» **GIVEN TASK 1**
Using the pull request below, say whether each statement agrees with it: (a) Case 2 is shorthand that avoids giving offsets for fully extracted dims; (b) Case 1 currently fails in XeGPU SIMT distribution; (c) in both cases the result type is vector<8x16xf32>. Answer each with yes or no and quote the deciding words of the pull request.

# # # # # # #

[mlir][xegpu] Add support for `vector.extract_strided_slice` XeGPU SIMT distribution with partial offsets. #171512

charithaintc · 2025-12-09T21:48:49Z

vector.extract_strided_slice can have two forms when specifying offsets.

Case 1:

%1 = vector.extract_strided_slice %0 { offsets = [8, 0], sizes = [8, 16], strides = [1, 1]}
      : vector<24x16xf32> to vector<8x16xf32>

Case 2:

%1 = vector.extract_strided_slice %0 { offsets = [8], sizes = [8], strides = [1]}
      : vector<24x16xf32> to vector<8x16xf32>

These two ops means the same thing, but case 2 is syntactic sugar to avoid specifying offsets for fully extracted dims. Currently case 2 fails in XeGPU SIMT distribution. This PR fixes this issue.

llvmbot · 2025-12-09T21:49:19Z

@llvm/pr-subscribers-mlir-gpu

@llvm/pr-subscribers-mlir

Author: Charitha Saumya (charithaintc)

Changes

vector.extract_strided_slice can have two forms when specifying offsets.

# # # # # # #

» **GIVEN TASK 2**
Pick out every line of the entries below that contains the string "shrimp", matching case exactly.

# # # # # # #

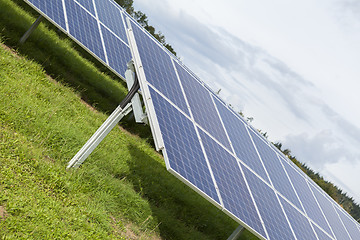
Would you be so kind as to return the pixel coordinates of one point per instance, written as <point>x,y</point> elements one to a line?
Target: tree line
<point>335,192</point>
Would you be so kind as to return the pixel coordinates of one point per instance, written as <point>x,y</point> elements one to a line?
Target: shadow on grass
<point>180,212</point>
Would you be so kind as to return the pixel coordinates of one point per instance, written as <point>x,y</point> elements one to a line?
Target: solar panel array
<point>205,143</point>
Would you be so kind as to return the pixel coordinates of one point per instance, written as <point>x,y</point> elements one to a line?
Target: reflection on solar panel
<point>205,143</point>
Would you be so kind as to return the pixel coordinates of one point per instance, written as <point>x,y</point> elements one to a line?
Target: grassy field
<point>53,97</point>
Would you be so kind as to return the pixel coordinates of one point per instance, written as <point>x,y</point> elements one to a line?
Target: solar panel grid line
<point>310,232</point>
<point>312,211</point>
<point>258,154</point>
<point>198,135</point>
<point>150,110</point>
<point>321,210</point>
<point>191,185</point>
<point>253,199</point>
<point>282,207</point>
<point>296,193</point>
<point>347,216</point>
<point>341,220</point>
<point>101,34</point>
<point>331,218</point>
<point>65,16</point>
<point>239,166</point>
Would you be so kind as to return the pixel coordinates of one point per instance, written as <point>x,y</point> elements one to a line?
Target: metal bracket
<point>122,110</point>
<point>237,233</point>
<point>30,30</point>
<point>99,135</point>
<point>140,116</point>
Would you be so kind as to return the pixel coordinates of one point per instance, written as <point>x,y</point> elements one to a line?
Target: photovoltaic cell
<point>321,235</point>
<point>159,69</point>
<point>269,208</point>
<point>182,145</point>
<point>88,4</point>
<point>331,215</point>
<point>299,222</point>
<point>114,49</point>
<point>230,181</point>
<point>110,15</point>
<point>241,141</point>
<point>306,197</point>
<point>275,170</point>
<point>53,9</point>
<point>202,106</point>
<point>84,28</point>
<point>349,224</point>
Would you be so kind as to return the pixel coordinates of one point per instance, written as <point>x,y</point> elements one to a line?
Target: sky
<point>291,65</point>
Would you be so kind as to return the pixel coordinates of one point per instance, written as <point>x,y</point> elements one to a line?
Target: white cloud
<point>301,85</point>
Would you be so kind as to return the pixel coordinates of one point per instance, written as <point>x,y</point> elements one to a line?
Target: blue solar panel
<point>202,106</point>
<point>306,197</point>
<point>349,223</point>
<point>299,222</point>
<point>331,216</point>
<point>53,9</point>
<point>269,208</point>
<point>159,69</point>
<point>233,190</point>
<point>241,141</point>
<point>211,148</point>
<point>88,4</point>
<point>182,145</point>
<point>84,28</point>
<point>114,49</point>
<point>111,16</point>
<point>275,170</point>
<point>321,234</point>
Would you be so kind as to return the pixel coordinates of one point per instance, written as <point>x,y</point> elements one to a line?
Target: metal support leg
<point>236,234</point>
<point>99,135</point>
<point>30,30</point>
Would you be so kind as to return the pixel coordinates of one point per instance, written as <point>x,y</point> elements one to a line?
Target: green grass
<point>122,191</point>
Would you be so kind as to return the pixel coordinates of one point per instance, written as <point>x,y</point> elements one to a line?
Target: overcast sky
<point>292,65</point>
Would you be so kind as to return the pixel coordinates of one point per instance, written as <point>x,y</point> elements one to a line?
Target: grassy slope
<point>122,191</point>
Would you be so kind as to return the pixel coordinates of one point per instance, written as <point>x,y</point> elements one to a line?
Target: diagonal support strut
<point>122,110</point>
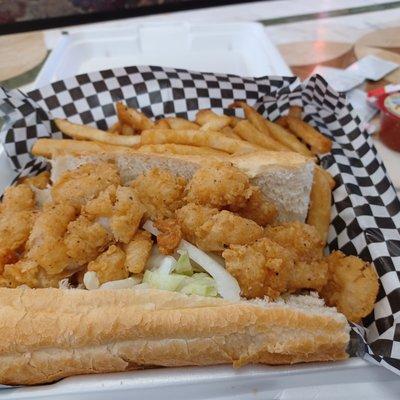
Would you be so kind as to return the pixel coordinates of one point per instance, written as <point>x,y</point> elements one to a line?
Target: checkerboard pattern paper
<point>366,210</point>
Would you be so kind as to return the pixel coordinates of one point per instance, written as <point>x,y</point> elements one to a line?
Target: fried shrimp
<point>46,244</point>
<point>160,192</point>
<point>127,213</point>
<point>138,251</point>
<point>191,216</point>
<point>85,240</point>
<point>39,181</point>
<point>213,230</point>
<point>110,265</point>
<point>80,185</point>
<point>16,219</point>
<point>352,286</point>
<point>261,268</point>
<point>219,185</point>
<point>301,239</point>
<point>258,209</point>
<point>170,235</point>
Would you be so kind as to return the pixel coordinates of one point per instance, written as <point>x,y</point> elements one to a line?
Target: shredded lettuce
<point>160,280</point>
<point>226,285</point>
<point>200,284</point>
<point>183,265</point>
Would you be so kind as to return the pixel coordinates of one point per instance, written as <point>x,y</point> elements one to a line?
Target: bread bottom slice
<point>48,334</point>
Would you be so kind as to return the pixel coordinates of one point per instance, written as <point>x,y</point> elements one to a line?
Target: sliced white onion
<point>127,283</point>
<point>167,265</point>
<point>155,259</point>
<point>91,281</point>
<point>227,285</point>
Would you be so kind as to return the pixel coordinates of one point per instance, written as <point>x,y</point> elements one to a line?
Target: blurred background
<point>354,44</point>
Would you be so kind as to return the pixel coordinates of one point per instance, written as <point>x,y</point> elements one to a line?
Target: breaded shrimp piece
<point>170,235</point>
<point>191,217</point>
<point>213,230</point>
<point>301,239</point>
<point>85,240</point>
<point>15,228</point>
<point>28,272</point>
<point>102,205</point>
<point>160,192</point>
<point>261,268</point>
<point>127,213</point>
<point>46,242</point>
<point>18,198</point>
<point>312,275</point>
<point>258,209</point>
<point>110,265</point>
<point>7,256</point>
<point>352,286</point>
<point>138,251</point>
<point>80,185</point>
<point>39,181</point>
<point>219,185</point>
<point>16,218</point>
<point>226,228</point>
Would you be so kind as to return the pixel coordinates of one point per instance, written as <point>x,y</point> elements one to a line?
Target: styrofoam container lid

# # # # # # #

» **FULL RESPONSE 1**
(a) Yes: "case 2 is syntactic sugar to avoid specifying offsets for fully extracted dims"
(b) No: "Currently case 2 fails in XeGPU SIMT distribution."
(c) Yes: ": vector<24x16xf32> to vector<8x16xf32>"

» **FULL RESPONSE 2**
Target: fried shrimp
Target: breaded shrimp piece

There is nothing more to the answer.